Saved entries
* * *
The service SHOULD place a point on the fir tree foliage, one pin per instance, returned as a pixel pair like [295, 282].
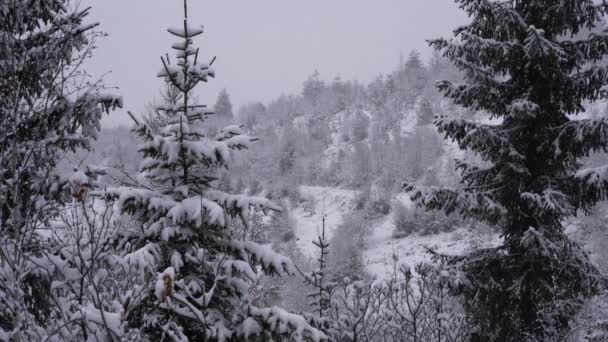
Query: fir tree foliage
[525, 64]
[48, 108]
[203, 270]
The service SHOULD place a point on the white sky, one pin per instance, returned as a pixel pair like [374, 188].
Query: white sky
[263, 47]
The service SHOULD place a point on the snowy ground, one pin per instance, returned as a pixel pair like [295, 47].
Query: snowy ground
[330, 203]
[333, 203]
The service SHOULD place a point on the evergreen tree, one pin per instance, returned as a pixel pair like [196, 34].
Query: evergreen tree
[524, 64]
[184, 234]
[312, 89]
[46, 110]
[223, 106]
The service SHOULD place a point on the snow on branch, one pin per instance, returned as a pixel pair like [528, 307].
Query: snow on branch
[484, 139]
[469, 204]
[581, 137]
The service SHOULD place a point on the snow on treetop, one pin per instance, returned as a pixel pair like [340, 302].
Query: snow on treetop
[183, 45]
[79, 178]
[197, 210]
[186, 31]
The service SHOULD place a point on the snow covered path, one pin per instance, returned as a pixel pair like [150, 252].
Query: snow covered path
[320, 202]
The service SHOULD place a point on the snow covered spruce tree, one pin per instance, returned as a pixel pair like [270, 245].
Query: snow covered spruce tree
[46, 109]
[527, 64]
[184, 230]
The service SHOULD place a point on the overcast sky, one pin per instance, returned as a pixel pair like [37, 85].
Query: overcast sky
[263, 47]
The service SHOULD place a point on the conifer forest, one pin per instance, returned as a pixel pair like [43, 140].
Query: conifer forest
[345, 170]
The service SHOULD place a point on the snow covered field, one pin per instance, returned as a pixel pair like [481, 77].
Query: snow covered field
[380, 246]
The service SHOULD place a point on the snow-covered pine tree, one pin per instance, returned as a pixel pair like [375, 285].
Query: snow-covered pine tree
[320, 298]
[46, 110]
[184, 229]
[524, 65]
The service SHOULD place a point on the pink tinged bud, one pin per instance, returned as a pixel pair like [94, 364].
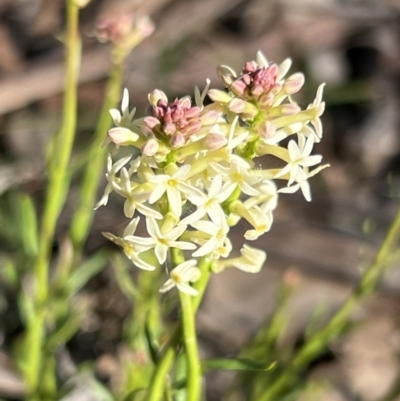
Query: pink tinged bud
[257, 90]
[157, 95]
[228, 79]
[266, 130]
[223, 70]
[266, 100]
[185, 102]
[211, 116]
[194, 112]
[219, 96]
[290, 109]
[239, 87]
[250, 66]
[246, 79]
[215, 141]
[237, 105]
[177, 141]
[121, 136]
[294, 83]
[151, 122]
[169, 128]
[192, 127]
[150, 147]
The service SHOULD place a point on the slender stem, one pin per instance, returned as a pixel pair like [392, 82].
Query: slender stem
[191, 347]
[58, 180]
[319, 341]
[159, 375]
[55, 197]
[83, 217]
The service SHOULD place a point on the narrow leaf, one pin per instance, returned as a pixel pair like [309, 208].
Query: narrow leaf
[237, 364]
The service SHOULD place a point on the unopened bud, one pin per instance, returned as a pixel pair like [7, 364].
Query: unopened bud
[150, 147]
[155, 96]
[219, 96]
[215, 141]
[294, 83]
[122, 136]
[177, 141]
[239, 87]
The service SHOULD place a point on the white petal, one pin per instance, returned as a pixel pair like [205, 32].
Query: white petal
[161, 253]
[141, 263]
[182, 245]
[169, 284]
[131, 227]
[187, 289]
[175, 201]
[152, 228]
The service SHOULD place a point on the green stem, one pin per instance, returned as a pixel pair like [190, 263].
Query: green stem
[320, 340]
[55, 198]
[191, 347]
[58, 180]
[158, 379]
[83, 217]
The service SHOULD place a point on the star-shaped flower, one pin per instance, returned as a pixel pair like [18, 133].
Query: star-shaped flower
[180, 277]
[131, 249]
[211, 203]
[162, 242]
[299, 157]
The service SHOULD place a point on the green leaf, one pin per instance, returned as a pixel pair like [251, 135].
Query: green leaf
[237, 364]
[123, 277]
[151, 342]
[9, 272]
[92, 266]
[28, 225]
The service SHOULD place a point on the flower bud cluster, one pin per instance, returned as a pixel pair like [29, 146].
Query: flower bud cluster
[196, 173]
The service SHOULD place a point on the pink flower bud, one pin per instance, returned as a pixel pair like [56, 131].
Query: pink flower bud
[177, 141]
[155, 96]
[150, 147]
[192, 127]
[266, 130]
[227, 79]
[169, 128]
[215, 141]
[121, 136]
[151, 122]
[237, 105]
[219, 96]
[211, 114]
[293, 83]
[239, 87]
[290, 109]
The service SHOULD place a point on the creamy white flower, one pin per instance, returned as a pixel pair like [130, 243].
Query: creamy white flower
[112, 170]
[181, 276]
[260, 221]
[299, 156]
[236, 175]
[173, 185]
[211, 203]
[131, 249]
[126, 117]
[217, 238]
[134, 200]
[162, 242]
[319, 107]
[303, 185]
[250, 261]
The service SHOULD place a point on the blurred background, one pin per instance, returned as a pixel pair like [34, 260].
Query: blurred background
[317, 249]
* * *
:: Work item ::
Only the text is to be copied: please reproduce the records exactly and drop the pictures.

:: Solution below ::
The service SHOULD place a point on the fir tree foliage, one pin per instance, returned as a pixel pair like [295, 282].
Query: fir tree foliage
[525, 64]
[48, 108]
[203, 270]
The service SHOULD place a point on the white sky, one pin per instance, returned as a pixel pair like [374, 188].
Query: white sky
[263, 47]
The service SHOULD place a point on the snowy ground, one pin per instance, returned as a pixel pair like [295, 47].
Query: snowy ground
[330, 203]
[333, 203]
The service SHOULD place a point on the evergreen tree, one pin per instance, returned as a pixel pair like [196, 34].
Query: evergreen tree
[524, 64]
[184, 234]
[312, 89]
[46, 110]
[223, 106]
The service SHOULD place a point on the snow on branch, one pin per instance, returned as a pixel pair like [528, 307].
Query: snow on branch
[484, 139]
[469, 204]
[581, 137]
The service SHOULD place a point on the snow on treetop, one pin per instance, returned as a pixel pair like [340, 302].
Query: snow on treetop
[183, 45]
[79, 178]
[197, 210]
[186, 31]
The service SHOULD place a point on the snow covered path, one pin per instance, returned as a pixel pair like [150, 252].
Query: snow covered path
[320, 202]
The service SHOULD place a point on the snow covered spruce tree, one pin per instance, returned as a pixel pair like [270, 245].
Query: snow covered spruce tree
[46, 109]
[527, 64]
[184, 230]
The service SHOULD place a point on the overcast sky, one pin per instance, returned as a pixel pair like [37, 85].
Query: overcast sky
[263, 47]
The service SHOULD place a point on the conifer forest, one pin per instance, returned as a pixel pair like [43, 140].
Query: conifer forest
[345, 170]
The service SHOULD place a point on the snow covered field, one pin per instance, returned as a pixel pair like [481, 77].
Query: snow covered field
[380, 246]
The service SHOULD place a point on the snow-covered pine tree, one pin per instance, returned as a pixel pair like [375, 285].
Query: snow-covered pine tree
[320, 298]
[46, 110]
[184, 229]
[524, 65]
The service SHOULD place a point on the pink tinged bud, one pin per instance, returned as a pixel pair like [94, 364].
Query: pink tinged bud
[257, 90]
[157, 95]
[228, 79]
[266, 130]
[223, 70]
[266, 100]
[185, 102]
[211, 116]
[194, 112]
[219, 96]
[290, 109]
[239, 87]
[250, 66]
[246, 79]
[215, 141]
[237, 105]
[177, 141]
[121, 136]
[294, 83]
[151, 122]
[169, 128]
[192, 127]
[150, 147]
The service SHOULD place a point on the slender stem, one pin per instance, returned as a pixel pair like [392, 82].
Query: slender stem
[191, 347]
[58, 180]
[319, 341]
[159, 375]
[55, 197]
[83, 217]
The service SHOULD place a point on the narrow leaf, one pin per instance, returned as a pixel pair like [309, 208].
Query: narrow leaf
[237, 364]
The service SHOULD place a point on the unopened bud, one pin per instance, returned as a pixel pair like [7, 364].
Query: unopened bud
[150, 147]
[155, 96]
[219, 96]
[215, 141]
[294, 83]
[122, 136]
[177, 141]
[239, 87]
The service SHOULD place a point on the white petal, one pin per instance, returned as a pixel pair like [205, 32].
Query: white petal
[161, 253]
[141, 263]
[182, 245]
[169, 284]
[131, 227]
[187, 289]
[175, 201]
[152, 228]
The service SHOULD place a point on the green stem, one pin per instance, returned as a pixel pair like [190, 263].
Query: green stem
[320, 340]
[55, 198]
[191, 347]
[58, 180]
[158, 379]
[83, 217]
The service SHOULD place a point on the star-shaped flower, one pin per instance, returned as a pixel pair like [18, 133].
Query: star-shaped flower
[180, 277]
[131, 249]
[211, 203]
[162, 242]
[299, 157]
The service SHOULD place a point on the green leaf, one pin per instance, returned as a pixel pair like [251, 135].
Query: green leaf
[237, 364]
[123, 277]
[151, 342]
[9, 272]
[92, 266]
[28, 225]
The service SHOULD place a point on the flower bud cluster, one pin per instance, returned as a pixel pair like [29, 146].
Query: flower bud cluster
[196, 173]
The service SHOULD place a point on the pink flower bud, one pin per instance, returned as a pixel pair like [56, 131].
Query: pink flower bud
[177, 141]
[155, 96]
[150, 147]
[192, 127]
[266, 130]
[227, 79]
[169, 128]
[215, 141]
[121, 136]
[151, 122]
[237, 105]
[219, 96]
[211, 114]
[293, 83]
[239, 87]
[290, 109]
The service SHOULD place a point on the creamy white flower, one pin per instance, returned as a pixel pair like [130, 243].
Query: creamy white flower
[112, 170]
[181, 276]
[260, 221]
[299, 156]
[236, 175]
[173, 185]
[211, 203]
[131, 249]
[126, 117]
[217, 238]
[134, 200]
[162, 242]
[319, 107]
[303, 185]
[250, 261]
The service SHOULD place a point on the blurred background, one pin per instance, returned as a pixel pair like [34, 260].
Query: blurred background
[317, 249]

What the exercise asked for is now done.